| INSTRUCTION |
Arrange the part of the material below that opens with the line containing "pilaster. Keep to one point per instance." and runs through the end of the material as a Markdown table with the columns Row and Line. Give each line its own numbered row and omit blank lines.

| INFORMATION SHOWN |
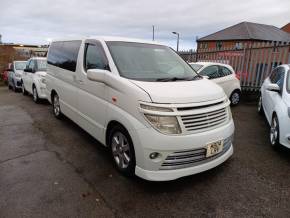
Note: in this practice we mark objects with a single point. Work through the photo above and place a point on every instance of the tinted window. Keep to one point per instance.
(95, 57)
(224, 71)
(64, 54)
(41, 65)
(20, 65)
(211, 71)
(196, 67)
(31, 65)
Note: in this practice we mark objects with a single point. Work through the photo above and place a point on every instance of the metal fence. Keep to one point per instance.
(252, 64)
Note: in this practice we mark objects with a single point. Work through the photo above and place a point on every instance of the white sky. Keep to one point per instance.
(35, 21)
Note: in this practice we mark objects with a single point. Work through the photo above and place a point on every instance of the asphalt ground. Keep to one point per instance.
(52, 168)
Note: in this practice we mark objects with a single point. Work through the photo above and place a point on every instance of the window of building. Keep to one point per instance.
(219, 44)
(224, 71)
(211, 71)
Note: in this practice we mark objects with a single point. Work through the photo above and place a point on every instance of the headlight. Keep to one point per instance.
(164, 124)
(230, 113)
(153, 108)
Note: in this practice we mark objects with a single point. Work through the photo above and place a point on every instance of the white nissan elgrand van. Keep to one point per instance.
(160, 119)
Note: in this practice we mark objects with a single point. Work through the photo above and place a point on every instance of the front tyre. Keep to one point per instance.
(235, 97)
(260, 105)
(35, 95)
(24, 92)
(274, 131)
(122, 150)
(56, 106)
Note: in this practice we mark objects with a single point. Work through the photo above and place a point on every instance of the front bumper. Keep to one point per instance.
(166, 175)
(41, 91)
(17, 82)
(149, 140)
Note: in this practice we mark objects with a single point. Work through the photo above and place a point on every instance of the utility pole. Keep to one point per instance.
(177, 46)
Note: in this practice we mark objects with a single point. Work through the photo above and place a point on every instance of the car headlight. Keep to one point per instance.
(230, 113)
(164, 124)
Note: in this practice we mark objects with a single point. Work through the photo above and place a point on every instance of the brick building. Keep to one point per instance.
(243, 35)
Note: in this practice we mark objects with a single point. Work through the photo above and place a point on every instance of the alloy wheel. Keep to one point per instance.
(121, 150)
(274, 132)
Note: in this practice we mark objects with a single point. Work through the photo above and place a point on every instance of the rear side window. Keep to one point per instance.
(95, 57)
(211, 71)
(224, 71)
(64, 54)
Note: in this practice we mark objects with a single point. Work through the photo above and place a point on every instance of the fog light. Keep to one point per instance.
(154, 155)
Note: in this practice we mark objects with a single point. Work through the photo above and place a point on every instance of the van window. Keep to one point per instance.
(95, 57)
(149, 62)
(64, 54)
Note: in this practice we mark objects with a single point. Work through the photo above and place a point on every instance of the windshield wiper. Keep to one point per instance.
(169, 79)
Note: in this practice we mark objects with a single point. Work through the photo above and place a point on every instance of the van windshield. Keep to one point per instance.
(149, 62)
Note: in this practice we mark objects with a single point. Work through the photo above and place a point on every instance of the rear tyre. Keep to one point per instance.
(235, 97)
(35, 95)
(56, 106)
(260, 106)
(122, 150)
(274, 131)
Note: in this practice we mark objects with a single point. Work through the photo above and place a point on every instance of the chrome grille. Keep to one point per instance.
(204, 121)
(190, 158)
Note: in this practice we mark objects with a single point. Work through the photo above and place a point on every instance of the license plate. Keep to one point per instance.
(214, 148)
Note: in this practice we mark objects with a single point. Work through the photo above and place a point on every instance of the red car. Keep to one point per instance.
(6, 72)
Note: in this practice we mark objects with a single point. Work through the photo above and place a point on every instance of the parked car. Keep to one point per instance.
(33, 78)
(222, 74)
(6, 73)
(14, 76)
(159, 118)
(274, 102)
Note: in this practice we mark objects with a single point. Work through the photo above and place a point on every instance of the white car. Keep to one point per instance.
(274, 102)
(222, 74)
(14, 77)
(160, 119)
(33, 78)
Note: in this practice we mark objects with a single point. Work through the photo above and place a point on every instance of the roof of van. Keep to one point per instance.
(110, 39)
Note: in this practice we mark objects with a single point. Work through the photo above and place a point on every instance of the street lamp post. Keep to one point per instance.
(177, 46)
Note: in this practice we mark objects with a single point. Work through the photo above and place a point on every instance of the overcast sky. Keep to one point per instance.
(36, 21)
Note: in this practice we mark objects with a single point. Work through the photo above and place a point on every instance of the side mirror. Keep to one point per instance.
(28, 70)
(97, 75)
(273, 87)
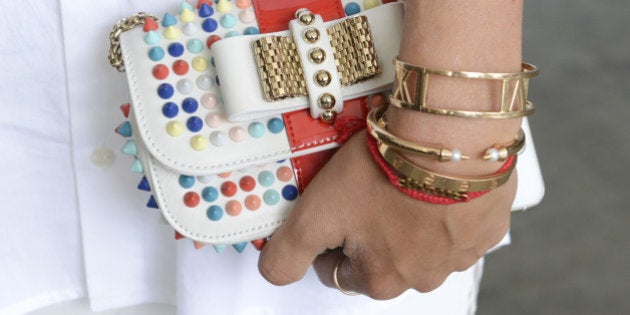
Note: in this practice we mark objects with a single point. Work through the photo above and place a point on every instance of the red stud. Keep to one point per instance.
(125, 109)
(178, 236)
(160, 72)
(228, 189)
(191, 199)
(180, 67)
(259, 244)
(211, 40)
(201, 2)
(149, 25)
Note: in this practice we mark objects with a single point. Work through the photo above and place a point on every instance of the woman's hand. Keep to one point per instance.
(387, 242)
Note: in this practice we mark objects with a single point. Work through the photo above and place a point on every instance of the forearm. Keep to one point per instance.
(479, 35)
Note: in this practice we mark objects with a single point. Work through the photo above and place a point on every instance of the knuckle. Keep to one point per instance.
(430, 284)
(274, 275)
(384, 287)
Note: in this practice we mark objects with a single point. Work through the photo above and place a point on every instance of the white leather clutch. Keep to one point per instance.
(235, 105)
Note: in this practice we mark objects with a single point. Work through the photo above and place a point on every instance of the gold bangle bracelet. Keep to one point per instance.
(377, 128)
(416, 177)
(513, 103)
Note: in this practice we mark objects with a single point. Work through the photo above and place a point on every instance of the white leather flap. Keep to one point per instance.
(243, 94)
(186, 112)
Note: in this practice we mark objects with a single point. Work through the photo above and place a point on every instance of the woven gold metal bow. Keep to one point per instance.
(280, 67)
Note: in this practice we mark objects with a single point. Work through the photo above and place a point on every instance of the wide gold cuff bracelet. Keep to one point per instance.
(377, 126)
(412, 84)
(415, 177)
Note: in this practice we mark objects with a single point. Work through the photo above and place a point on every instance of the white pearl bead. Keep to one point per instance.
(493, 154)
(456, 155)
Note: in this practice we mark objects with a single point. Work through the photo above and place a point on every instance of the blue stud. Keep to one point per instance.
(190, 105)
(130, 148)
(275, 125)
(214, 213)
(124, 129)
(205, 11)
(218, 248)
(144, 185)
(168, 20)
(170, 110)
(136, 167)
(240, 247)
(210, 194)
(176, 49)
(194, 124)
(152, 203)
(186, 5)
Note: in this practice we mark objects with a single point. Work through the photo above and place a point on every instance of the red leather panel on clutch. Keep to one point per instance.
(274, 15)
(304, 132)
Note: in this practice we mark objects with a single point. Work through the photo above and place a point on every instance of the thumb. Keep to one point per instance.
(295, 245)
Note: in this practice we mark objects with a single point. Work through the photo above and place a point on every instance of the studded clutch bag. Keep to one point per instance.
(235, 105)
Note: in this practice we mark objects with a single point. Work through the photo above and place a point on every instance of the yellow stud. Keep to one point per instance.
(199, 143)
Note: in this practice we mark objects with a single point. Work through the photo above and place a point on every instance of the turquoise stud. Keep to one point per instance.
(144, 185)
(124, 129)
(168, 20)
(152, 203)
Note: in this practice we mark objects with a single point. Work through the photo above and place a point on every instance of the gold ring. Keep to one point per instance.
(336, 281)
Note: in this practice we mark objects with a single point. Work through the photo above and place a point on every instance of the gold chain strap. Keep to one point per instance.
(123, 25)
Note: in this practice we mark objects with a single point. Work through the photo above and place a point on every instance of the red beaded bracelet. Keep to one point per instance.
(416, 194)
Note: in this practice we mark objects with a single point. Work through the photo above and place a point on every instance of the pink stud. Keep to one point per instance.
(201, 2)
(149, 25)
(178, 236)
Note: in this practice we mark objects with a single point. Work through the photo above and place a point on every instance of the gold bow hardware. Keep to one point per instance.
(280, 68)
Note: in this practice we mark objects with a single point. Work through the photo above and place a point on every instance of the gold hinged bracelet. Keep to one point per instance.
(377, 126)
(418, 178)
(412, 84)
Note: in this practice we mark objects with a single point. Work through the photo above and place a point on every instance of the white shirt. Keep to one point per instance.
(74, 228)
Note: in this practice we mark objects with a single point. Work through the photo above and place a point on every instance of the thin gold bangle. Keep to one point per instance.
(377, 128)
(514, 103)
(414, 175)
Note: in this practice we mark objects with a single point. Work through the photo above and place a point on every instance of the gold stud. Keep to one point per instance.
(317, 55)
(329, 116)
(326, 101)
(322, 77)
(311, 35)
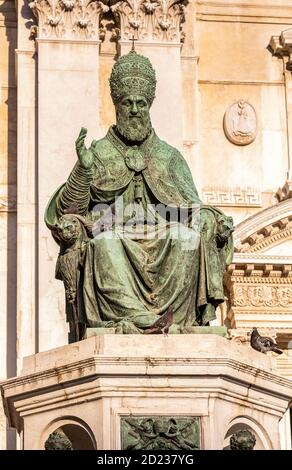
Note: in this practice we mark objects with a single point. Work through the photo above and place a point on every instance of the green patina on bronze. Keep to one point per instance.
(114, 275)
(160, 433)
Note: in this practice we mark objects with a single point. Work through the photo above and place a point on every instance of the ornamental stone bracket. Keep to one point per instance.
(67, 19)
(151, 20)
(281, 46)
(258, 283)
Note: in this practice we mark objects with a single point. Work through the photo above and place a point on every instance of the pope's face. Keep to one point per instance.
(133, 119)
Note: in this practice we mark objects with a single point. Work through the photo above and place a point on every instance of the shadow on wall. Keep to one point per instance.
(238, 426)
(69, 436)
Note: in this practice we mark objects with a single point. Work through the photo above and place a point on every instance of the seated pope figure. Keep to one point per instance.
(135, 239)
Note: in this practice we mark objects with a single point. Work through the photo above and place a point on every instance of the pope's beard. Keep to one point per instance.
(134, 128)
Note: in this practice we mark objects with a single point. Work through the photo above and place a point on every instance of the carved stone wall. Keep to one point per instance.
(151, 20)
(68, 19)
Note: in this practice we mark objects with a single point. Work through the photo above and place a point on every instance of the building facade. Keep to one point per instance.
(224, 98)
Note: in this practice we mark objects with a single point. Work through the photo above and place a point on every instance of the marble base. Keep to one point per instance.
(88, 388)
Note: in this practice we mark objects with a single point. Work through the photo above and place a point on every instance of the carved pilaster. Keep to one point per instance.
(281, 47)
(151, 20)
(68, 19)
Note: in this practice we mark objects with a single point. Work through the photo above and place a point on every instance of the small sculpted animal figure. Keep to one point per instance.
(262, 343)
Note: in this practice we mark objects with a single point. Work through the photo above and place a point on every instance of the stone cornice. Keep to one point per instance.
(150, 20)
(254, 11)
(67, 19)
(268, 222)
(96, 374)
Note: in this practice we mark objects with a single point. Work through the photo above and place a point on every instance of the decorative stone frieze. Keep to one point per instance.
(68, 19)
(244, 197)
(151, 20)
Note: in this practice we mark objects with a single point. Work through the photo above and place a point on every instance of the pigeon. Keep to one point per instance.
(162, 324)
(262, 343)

| RIGHT ANSWER |
| Row | Line |
|---|---|
| 1 | Note: in this practice we mark objects with a single point. Work through the photo above and place a point on every instance of the carved pilaster. Keep to one point per instance. |
| 2 | (281, 47) |
| 3 | (151, 20) |
| 4 | (68, 19) |
| 5 | Note: in this practice we mark objects with a single point. Work through the photo above and place a point on every instance of the small sculpted animal figure. Keep to one point per instance. |
| 6 | (262, 343) |
| 7 | Note: in this practice we mark objects with a single point. Work through the photo above and place a point on every instance of the stone cornice. Keep to one point per instance. |
| 8 | (150, 20) |
| 9 | (254, 11) |
| 10 | (67, 19) |
| 11 | (268, 222) |
| 12 | (96, 374) |
| 13 | Note: in this practice we mark objects with a single point. Work through the photo above and place a point on every instance of the decorative stone frieze. Keep to one point per instance. |
| 14 | (68, 19) |
| 15 | (244, 197) |
| 16 | (151, 20) |
| 17 | Note: in this practice we mark objects with a single point. Work through the photo above and place a point on every instance of the pigeon. Keep to one point per instance. |
| 18 | (162, 324) |
| 19 | (262, 343) |